### [DOCUMENT PASSAGE]
That is the wrong question to ask. Such questions confine us to the most superficial, least relevant aspects of the text. There is a reason for the reversal. In Chapter 1 the focus is on the world, the entirety of God’s creation. In Chapter 2 the focus is on the human situation. And so the human being is mentioned first.
And the human creation is limited. Man cannot live by himself. He needs woman to be his partner. God places them in a wonderful garden, in which they may enjoy themselves and do anything they like, except for one thing: they may not eat from the tree of “the knowledge of good and evil.”
In Chapter 3 a new character is introduced: a serpent. But this is no ordinary serpent. This one talks! Yet the woman shows no surprise when approached by a talking snake. So who is this serpent? Clearly a symbol of something. We may think of the serpent as a symbol of desire. Keeping this in mind will reveal a new dimension of meaning as the story unfolds.
In Chapter 1 there was no desire, and also no sin. There was only God’s perfect creation. Chapter 1 describes God’s creation in essence. This “second account” of creation describes the existence, the experience of the human condition.
The serpent makes a tempting offer: eat the prohibited fruit and you will be just like God! You will know the difference between good and evil, and you will not die. The desire for knowledge, power, and immortality is too hard to resist. The woman accepts the offer. And so, in turn, does her husband.
But the knowledge they gained was not what they expected. They acquired self-consciousness. They suddenly realized that they were naked, and they made clothes out of fig leaves. They also felt shame, and they wanted to hide from God.
God takes them to task for violating the order to leave that tree alone. The man blames it on the woman. The woman blames it on the serpent. We see a crack in the previously idyllic union between the woman and the man. Their loyalty and trust has been compromised. This is the first in a series of separations.
The next separation is from the garden in which they had lived a carefree life. Their offspring will be in perpetual conflict with their desires (the serpent). Man and woman will know a life of hardship and pain: the daily struggle to maintain their existence, the pain of childbirth, the knowledge of their mortality.
There are many ways of interpreting this story. Are these punishments new? The first way that man and woman changed after eating the fruit was that they became conscious of themselves. Their “eyes were opened”; they “knew that they were naked.” They did not become naked; they had always been so. But now they came to realize it. Similarly, it is possible to interpret these curses in the same way: they are not new, but now man and woman are conscious of them. They leave the untroubled existence of childhood and become conscious of their human condition, that it is characterized by pain, suffering, and death. Of all God’s creations only human beings are aware of this inevitablilty, and only human beings suffer the psychological and spiritual consequences of this knowledge.
This is why only human beings undertake a spiritual quest.

### [DATA SHOWN]
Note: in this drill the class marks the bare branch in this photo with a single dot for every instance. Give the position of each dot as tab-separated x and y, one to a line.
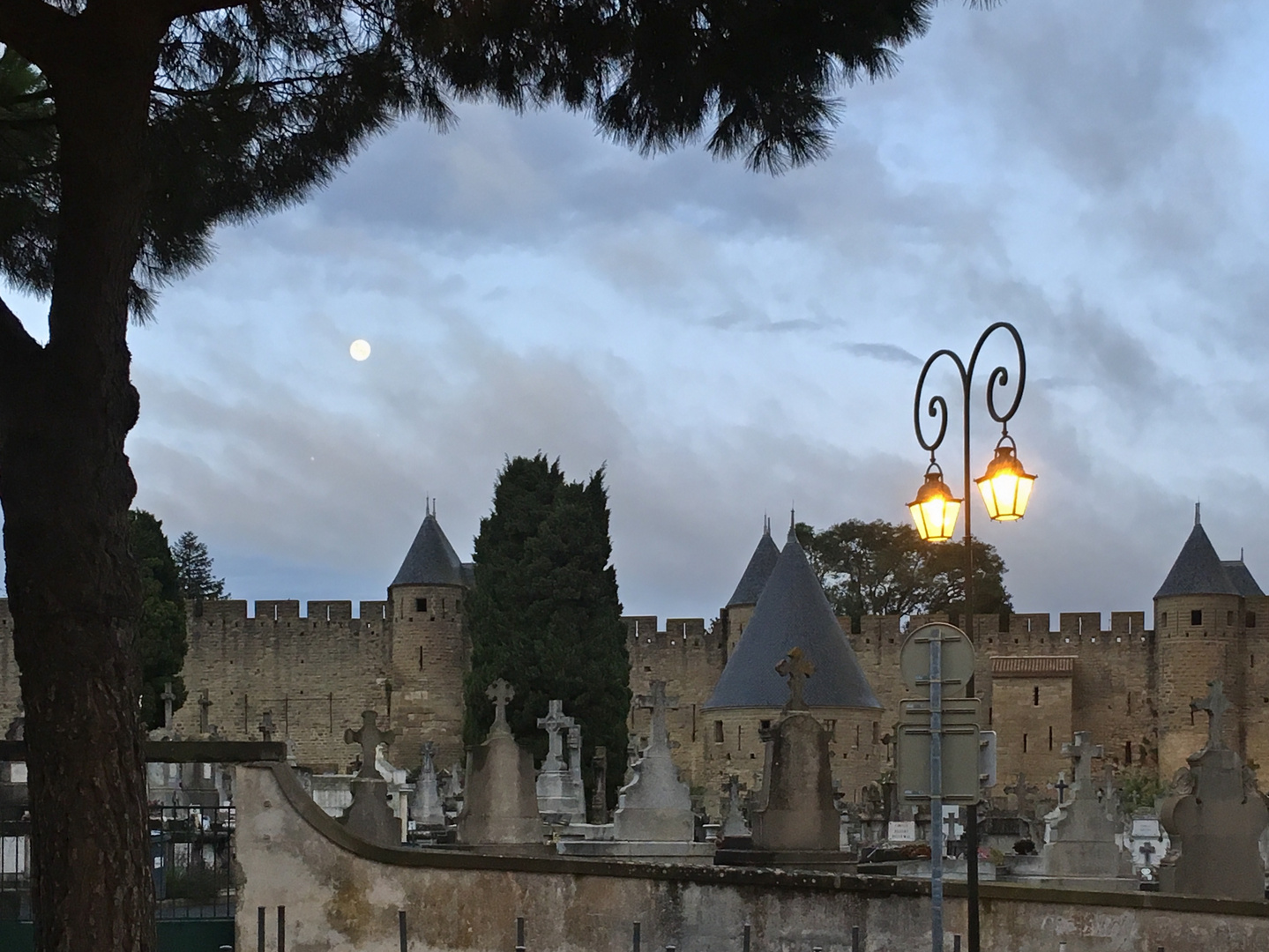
36	29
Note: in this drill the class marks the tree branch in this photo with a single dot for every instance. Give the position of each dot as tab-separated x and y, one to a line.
36	29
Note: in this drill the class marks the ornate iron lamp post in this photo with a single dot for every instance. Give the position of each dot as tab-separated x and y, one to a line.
1005	489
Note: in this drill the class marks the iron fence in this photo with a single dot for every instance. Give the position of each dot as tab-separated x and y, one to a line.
190	857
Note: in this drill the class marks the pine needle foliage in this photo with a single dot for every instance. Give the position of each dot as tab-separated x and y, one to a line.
257	104
161	638
545	613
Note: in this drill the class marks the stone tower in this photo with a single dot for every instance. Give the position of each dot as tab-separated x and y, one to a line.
740	606
1205	627
429	647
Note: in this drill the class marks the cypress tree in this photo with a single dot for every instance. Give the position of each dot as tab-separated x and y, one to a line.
545	614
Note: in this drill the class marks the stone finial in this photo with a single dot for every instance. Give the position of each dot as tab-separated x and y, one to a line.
168	700
797	670
205	703
555	723
658	703
500	694
370	738
1216	703
1081	755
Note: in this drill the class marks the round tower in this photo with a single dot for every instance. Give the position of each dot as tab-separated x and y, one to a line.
1201	616
429	648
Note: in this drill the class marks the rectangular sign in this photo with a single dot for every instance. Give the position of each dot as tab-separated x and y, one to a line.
901	832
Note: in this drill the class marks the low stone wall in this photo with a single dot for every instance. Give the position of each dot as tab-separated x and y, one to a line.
338	893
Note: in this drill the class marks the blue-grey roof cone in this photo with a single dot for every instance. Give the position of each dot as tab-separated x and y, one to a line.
792	613
431	561
757	572
1198	569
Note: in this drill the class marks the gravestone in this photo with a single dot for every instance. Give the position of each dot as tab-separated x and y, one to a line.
734	828
795	809
599	795
558	786
500	804
370	815
1083	829
427	809
1214	818
655	805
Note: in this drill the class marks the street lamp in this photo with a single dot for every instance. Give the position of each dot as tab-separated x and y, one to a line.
1005	489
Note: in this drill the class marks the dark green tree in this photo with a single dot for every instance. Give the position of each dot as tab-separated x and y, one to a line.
194	569
161	630
175	115
884	568
545	614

### [PROBLEMS TO SOLVE]
[A] Translate this sentence from the commentary on the creation story into Spanish: "The next separation is from the garden in which they had lived a carefree life."
[B] According to the commentary on the creation story, what did the man and woman make clothes out of after realizing they were naked?

### [TASK RESPONSES]
[A] La siguiente separación es del jardín en el que habían vivido una vida sin preocupaciones.

[B] Fig leaves.